(Required work):
Word for word, set down every line of the entries below from the line with "Target: dandelion bud" to the line with "x=428, y=349", including both, and no other line.

(Study material):
########
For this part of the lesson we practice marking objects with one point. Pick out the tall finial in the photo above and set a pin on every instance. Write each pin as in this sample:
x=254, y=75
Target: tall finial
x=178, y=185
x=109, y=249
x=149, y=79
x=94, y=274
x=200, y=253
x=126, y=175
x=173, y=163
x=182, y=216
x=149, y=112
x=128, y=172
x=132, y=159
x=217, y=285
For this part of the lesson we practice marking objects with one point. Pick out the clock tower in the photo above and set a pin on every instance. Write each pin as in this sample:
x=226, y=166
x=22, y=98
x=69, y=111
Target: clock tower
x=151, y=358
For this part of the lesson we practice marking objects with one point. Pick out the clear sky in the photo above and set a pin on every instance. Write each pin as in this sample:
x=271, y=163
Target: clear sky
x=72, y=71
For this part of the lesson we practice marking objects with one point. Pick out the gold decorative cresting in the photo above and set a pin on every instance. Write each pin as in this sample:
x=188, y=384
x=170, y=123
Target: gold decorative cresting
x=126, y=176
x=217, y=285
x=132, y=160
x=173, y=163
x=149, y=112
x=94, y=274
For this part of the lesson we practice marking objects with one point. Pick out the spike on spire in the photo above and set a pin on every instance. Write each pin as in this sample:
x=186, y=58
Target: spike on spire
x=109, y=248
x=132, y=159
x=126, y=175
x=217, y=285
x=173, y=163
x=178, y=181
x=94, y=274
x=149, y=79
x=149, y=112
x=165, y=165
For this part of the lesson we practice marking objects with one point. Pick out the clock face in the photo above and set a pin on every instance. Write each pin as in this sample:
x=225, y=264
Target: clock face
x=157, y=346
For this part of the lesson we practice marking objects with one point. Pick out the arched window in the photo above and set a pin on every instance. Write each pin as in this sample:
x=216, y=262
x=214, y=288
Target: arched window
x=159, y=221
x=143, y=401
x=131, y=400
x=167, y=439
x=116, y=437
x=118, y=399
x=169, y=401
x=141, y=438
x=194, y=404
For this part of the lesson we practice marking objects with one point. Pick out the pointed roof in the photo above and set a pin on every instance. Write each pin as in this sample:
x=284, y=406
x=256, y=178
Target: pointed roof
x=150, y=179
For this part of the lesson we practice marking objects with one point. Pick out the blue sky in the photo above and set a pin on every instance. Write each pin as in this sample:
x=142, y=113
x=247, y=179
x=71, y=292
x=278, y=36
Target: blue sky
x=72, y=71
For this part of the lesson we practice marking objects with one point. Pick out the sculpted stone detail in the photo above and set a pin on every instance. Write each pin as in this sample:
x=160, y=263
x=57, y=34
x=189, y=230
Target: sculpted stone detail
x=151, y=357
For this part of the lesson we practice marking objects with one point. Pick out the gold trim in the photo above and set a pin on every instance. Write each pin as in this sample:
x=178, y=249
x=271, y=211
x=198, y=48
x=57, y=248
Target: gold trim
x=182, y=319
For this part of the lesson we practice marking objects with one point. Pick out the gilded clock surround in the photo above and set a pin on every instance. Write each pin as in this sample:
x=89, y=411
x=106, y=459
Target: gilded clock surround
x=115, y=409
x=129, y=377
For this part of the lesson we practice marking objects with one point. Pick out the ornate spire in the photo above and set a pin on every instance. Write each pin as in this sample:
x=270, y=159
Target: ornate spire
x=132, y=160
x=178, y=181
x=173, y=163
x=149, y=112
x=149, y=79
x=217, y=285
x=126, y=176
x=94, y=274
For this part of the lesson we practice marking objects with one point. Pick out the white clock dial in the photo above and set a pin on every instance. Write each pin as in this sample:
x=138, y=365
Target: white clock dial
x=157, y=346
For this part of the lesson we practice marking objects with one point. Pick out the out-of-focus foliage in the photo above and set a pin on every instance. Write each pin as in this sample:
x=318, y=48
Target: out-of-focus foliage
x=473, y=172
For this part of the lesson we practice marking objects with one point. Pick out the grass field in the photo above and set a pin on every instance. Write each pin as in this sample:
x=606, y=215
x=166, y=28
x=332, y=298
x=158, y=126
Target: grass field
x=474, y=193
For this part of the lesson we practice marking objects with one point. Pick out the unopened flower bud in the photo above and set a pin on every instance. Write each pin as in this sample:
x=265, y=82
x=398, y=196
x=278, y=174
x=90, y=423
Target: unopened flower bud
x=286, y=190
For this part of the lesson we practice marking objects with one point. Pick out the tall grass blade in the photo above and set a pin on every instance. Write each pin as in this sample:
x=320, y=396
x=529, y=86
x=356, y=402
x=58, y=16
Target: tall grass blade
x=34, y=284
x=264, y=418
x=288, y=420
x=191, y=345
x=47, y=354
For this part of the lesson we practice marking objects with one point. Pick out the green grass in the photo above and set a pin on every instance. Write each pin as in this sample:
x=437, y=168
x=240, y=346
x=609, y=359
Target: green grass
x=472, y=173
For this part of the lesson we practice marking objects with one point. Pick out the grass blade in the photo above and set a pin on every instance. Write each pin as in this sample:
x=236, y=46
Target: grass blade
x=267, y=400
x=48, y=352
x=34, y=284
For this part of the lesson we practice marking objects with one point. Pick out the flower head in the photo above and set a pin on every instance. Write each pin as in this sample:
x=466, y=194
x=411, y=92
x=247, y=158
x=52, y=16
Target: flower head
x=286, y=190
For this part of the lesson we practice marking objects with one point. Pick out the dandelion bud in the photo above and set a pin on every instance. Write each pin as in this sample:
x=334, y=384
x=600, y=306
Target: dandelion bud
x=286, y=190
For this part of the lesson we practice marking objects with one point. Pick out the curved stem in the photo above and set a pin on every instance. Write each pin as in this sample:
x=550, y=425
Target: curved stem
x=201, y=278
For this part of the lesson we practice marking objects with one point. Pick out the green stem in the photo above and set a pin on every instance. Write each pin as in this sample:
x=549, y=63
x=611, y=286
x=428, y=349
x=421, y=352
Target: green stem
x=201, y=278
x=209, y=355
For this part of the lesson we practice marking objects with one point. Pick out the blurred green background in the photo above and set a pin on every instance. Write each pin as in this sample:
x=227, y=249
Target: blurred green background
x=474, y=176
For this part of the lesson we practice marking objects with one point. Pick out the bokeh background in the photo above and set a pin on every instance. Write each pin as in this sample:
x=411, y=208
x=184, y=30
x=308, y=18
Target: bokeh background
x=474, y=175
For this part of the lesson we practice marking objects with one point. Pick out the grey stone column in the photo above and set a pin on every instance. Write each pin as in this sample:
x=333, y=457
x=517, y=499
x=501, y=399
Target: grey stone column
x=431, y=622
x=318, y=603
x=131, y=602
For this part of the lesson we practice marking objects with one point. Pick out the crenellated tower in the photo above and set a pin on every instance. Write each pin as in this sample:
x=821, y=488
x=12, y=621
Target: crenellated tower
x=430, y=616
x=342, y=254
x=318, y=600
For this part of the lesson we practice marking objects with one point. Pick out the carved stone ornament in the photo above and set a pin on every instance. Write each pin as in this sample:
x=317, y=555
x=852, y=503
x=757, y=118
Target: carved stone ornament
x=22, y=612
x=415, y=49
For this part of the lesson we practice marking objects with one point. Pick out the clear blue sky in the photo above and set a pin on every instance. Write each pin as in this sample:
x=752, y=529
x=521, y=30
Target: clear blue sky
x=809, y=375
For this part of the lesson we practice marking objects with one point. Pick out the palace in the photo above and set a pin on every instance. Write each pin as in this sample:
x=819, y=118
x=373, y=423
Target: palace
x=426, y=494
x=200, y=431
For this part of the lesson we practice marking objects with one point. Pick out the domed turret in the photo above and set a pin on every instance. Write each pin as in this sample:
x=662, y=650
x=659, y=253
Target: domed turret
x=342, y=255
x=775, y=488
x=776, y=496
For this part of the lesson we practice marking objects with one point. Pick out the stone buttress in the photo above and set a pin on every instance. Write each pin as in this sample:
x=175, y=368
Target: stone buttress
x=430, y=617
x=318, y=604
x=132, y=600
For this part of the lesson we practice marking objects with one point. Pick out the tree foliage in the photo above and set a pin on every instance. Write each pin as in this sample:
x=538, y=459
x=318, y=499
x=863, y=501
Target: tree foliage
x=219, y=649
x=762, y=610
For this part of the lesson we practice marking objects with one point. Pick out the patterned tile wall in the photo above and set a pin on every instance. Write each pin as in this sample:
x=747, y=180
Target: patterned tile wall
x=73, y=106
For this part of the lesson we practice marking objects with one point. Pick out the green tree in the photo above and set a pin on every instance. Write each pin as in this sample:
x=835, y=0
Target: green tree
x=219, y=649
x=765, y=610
########
(Response below):
Target: dandelion bud
x=286, y=190
For this part of the lesson we practice marking objects with one point. Pick out the curved stem in the photo above and set a pin on every instance. Write each pin as in this sample:
x=550, y=425
Target: curved stem
x=201, y=278
For this part of the lesson we practice marking objects with one point. Pick out the green stem in the photo above and set a pin on every instance. Write each pin as in this sample:
x=549, y=63
x=611, y=286
x=428, y=349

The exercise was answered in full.